Given text
○ ○ ○ ○ ○ ○ ○
Jordania - Migrant domestic workers abused (2012)

Official figures show that more than 322,000 registered migrants are working in Jordan, but unofficial estimates put unregistered migrant workers at 100,000-150,000. Many workers, especially domestic workers, are employed without the proper permits, have their passports taken and are forced to work extremely long hours. Bangladeshi workers have been banned from entering Jordan since 2007, after Bangladeshi workers went on strike over labour rights. However, in July 2010, at the urging of garment factories, the Jordanian government lifted the ban on Bangladeshi women.

In August 2008, amendments to the Labour Law were made giving migrant domestic workers equal footing with Jordanian workers in terms of medical care, timely payment of wages and subscription to the Social Security Corporation. Under the rules, all transfers of domestic helpers from a sponsor to another employer must be ratified at a labour directorate in order to ensure a more transparent process. Previously such transfers would occur at recruitment offices.
○ ○ ○ ○ ○ ○ ○
Work item
Please give the text on migrant workers in Jordan again from "Official figures show" to "on Bangladeshi women.", changing "garment factories" to "textile factories". You won't need the entries for this.

[Spatial localization data]
○ ○ ○ ○ ○ ○ ○
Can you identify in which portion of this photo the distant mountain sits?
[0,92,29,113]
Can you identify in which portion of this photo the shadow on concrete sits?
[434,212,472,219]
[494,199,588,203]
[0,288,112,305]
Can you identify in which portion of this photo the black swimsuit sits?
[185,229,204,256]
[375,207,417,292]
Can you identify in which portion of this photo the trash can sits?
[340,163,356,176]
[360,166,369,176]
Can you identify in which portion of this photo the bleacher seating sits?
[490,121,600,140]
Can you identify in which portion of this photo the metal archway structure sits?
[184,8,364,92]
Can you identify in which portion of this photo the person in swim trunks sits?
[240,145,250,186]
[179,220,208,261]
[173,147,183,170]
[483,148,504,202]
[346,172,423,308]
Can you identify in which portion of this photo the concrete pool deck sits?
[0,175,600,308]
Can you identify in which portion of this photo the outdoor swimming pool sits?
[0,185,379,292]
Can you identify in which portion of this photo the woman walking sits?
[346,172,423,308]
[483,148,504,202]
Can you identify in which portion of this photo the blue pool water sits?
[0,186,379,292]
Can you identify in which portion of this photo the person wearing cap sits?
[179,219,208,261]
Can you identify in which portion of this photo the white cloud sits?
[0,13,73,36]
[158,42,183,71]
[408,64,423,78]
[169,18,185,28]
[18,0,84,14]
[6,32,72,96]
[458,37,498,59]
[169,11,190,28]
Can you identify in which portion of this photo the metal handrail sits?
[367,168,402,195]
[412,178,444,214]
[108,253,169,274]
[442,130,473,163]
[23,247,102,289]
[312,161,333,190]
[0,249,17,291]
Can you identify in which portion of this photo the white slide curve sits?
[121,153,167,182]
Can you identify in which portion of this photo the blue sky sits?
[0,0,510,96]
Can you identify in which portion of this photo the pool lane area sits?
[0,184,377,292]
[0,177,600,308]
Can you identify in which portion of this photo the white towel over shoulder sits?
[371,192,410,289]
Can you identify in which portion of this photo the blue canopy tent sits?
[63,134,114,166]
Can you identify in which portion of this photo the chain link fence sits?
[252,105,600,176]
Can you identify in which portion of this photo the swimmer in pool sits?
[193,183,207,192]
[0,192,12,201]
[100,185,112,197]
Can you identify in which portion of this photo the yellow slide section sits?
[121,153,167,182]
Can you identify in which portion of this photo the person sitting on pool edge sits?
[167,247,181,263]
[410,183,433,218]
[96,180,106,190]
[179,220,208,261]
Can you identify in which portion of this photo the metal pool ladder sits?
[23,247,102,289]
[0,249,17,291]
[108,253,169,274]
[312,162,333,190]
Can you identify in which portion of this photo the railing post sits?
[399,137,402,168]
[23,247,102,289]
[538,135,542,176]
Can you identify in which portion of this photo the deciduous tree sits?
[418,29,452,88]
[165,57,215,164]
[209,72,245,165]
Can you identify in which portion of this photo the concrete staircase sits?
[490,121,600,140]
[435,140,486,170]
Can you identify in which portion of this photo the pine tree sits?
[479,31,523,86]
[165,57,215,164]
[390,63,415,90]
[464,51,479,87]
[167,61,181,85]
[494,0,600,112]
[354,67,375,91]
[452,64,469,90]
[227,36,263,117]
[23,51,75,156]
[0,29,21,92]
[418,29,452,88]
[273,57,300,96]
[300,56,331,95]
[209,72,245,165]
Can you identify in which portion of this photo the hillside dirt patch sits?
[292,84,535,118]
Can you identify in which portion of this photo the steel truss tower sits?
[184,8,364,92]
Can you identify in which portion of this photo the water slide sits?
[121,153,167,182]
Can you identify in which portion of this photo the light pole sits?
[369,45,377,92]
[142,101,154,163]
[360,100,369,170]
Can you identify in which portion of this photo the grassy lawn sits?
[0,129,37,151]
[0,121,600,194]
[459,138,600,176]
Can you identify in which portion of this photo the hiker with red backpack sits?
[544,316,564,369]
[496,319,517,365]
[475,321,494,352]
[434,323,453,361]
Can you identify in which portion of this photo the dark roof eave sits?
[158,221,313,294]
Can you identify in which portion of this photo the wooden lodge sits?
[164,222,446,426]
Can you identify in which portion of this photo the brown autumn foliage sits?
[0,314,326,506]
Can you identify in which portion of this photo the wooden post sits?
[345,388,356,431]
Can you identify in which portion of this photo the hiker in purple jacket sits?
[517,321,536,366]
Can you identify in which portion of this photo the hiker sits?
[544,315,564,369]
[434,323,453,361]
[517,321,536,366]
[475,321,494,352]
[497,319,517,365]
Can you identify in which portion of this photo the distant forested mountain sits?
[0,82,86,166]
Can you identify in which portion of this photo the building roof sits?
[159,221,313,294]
○ ○ ○ ○ ○ ○ ○
Result for this task
Official figures show that more than 322,000 registered migrants are working in Jordan, but unofficial estimates put unregistered migrant workers at 100,000-150,000. Many workers, especially domestic workers, are employed without the proper permits, have their passports taken and are forced to work extremely long hours. Bangladeshi workers have been banned from entering Jordan since 2007, after Bangladeshi workers went on strike over labour rights. However, in July 2010, at the urging of textile factories, the Jordanian government lifted the ban on Bangladeshi women.